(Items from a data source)
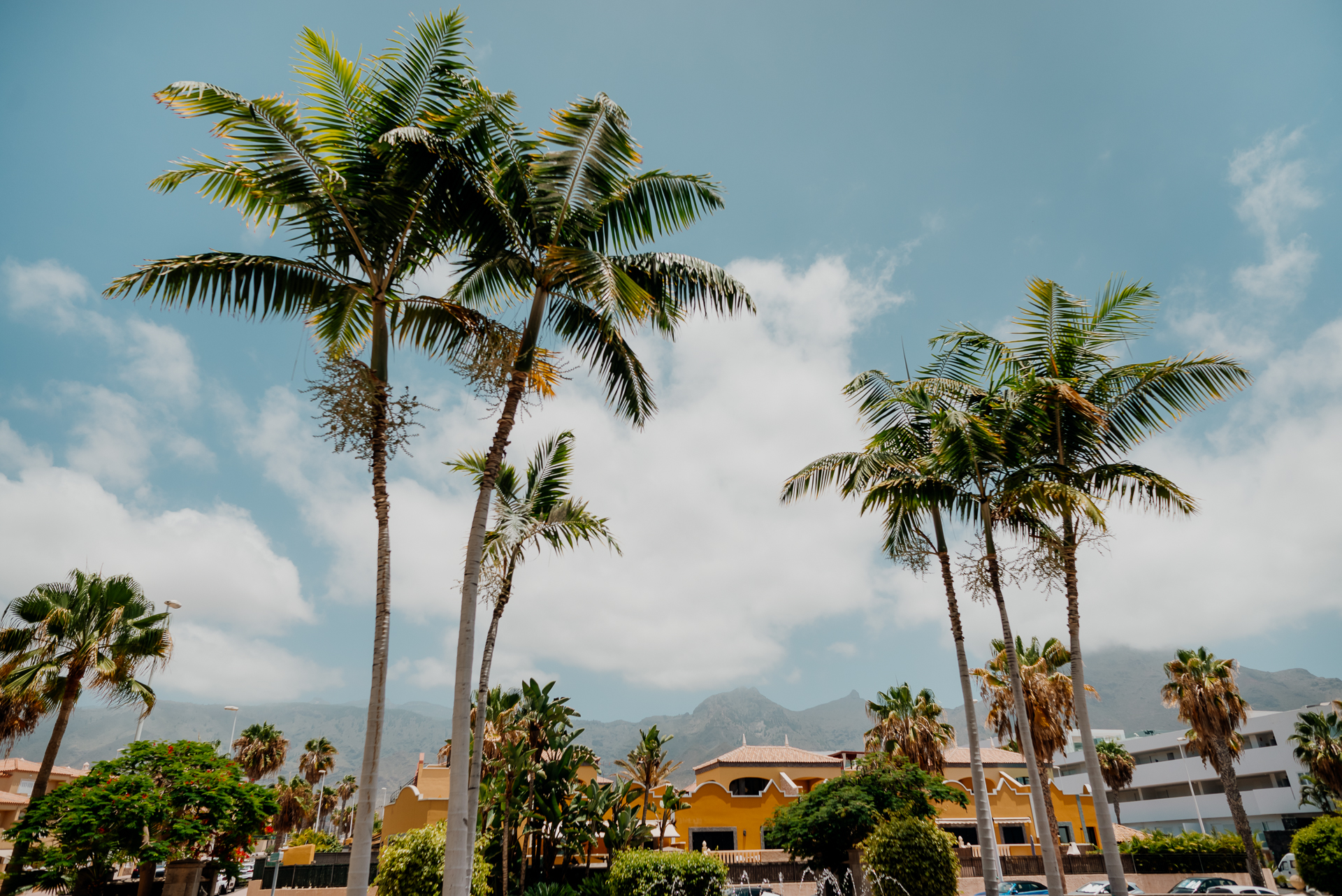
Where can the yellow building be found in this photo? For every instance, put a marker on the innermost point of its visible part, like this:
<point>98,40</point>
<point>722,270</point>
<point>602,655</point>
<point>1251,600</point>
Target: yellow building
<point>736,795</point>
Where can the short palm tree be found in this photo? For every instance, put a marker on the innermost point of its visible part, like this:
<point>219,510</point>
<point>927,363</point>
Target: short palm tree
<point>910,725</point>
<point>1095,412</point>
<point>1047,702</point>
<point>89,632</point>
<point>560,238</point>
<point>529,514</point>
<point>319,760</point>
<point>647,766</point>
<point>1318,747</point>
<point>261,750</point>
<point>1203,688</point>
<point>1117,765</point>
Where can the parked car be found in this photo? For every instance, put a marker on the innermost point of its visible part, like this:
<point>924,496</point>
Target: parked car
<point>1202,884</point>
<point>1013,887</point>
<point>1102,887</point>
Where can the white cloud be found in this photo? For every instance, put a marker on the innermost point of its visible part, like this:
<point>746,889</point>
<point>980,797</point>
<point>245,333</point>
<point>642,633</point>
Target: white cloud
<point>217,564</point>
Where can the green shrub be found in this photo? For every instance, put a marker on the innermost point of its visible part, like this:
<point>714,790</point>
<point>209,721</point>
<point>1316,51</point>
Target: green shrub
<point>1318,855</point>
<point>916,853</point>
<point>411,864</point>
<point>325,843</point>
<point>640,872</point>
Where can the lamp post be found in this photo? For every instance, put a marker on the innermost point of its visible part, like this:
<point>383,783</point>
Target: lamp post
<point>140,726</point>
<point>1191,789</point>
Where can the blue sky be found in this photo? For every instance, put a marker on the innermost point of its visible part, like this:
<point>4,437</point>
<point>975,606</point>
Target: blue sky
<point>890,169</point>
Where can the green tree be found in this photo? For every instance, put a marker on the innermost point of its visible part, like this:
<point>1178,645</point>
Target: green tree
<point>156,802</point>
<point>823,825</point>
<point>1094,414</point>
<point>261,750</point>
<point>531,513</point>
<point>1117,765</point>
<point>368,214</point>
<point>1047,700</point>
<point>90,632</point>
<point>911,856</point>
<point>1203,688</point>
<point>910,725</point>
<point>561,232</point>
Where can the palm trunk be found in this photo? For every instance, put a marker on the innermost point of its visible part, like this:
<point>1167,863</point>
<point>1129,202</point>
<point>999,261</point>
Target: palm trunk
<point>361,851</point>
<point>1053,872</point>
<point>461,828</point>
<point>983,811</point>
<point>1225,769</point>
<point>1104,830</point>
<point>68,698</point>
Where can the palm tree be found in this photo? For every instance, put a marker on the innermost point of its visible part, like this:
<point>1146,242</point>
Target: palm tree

* * *

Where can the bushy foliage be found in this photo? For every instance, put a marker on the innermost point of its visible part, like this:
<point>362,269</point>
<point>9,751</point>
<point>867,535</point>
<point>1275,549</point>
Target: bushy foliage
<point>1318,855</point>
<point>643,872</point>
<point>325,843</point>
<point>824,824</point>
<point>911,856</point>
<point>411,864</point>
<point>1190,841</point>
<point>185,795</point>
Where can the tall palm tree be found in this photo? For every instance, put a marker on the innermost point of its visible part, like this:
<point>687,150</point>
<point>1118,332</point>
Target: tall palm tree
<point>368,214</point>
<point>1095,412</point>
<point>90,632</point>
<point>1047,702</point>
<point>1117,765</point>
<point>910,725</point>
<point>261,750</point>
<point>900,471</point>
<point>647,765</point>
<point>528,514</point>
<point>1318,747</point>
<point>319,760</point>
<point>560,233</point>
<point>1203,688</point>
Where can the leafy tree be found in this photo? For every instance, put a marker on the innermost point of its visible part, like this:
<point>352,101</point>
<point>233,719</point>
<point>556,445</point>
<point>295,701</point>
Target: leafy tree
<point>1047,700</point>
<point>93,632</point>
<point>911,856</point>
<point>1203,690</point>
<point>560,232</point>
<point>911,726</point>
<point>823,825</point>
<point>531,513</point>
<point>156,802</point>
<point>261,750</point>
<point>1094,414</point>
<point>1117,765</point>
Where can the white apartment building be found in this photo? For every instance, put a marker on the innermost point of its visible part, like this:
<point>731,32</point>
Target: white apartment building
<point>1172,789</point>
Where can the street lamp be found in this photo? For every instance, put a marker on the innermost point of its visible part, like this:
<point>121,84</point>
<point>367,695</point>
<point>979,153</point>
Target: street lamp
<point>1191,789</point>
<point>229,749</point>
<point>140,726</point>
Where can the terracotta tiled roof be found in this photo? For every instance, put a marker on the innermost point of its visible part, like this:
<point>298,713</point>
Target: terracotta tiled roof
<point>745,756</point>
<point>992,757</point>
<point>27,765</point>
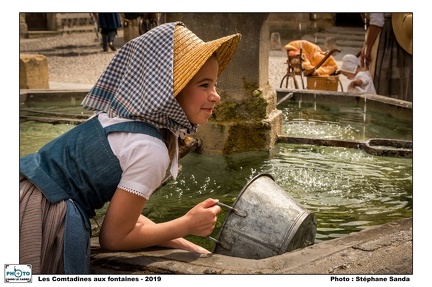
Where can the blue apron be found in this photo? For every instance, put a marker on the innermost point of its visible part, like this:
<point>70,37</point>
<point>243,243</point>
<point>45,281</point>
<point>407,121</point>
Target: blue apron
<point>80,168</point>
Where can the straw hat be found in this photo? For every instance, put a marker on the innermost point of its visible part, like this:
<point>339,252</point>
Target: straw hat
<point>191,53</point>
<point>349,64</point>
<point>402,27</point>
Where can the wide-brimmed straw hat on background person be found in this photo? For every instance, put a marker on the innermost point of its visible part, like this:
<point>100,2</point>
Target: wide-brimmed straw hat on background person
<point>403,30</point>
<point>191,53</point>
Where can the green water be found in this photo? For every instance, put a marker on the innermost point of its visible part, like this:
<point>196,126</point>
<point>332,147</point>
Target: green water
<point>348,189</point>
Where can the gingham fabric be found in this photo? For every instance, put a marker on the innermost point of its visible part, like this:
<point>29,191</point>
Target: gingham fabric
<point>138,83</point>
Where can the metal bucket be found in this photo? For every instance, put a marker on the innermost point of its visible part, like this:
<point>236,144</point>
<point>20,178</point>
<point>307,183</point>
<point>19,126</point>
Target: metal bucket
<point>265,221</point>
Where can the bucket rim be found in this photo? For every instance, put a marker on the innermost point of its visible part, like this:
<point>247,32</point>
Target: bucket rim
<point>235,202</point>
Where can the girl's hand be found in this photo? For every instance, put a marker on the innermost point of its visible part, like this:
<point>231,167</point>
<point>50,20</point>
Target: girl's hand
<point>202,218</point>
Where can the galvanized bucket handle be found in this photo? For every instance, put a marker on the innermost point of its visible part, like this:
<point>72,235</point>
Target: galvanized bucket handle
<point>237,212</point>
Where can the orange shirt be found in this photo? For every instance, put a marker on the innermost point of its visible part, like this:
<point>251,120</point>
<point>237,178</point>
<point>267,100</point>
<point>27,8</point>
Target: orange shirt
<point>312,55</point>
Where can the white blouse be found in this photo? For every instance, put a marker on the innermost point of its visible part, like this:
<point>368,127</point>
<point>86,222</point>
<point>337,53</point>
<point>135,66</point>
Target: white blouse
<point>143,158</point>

● **THE TASK**
Each line in the entries above, starting at the line with "Where can the yellow" and ending at the line with "<point>927,363</point>", is to be printed exactly, and only those lines.

● **PROBLEM SOLUTION**
Where can the yellow building be found in this photo? For every instance, put a marker on the innermost point of its visible part, like this:
<point>98,40</point>
<point>722,270</point>
<point>602,655</point>
<point>1251,600</point>
Target: yellow building
<point>736,795</point>
Where can the short palm tree be found in this photo? For every instance, put a marker on the innermost point of its visible part, like this:
<point>219,510</point>
<point>927,363</point>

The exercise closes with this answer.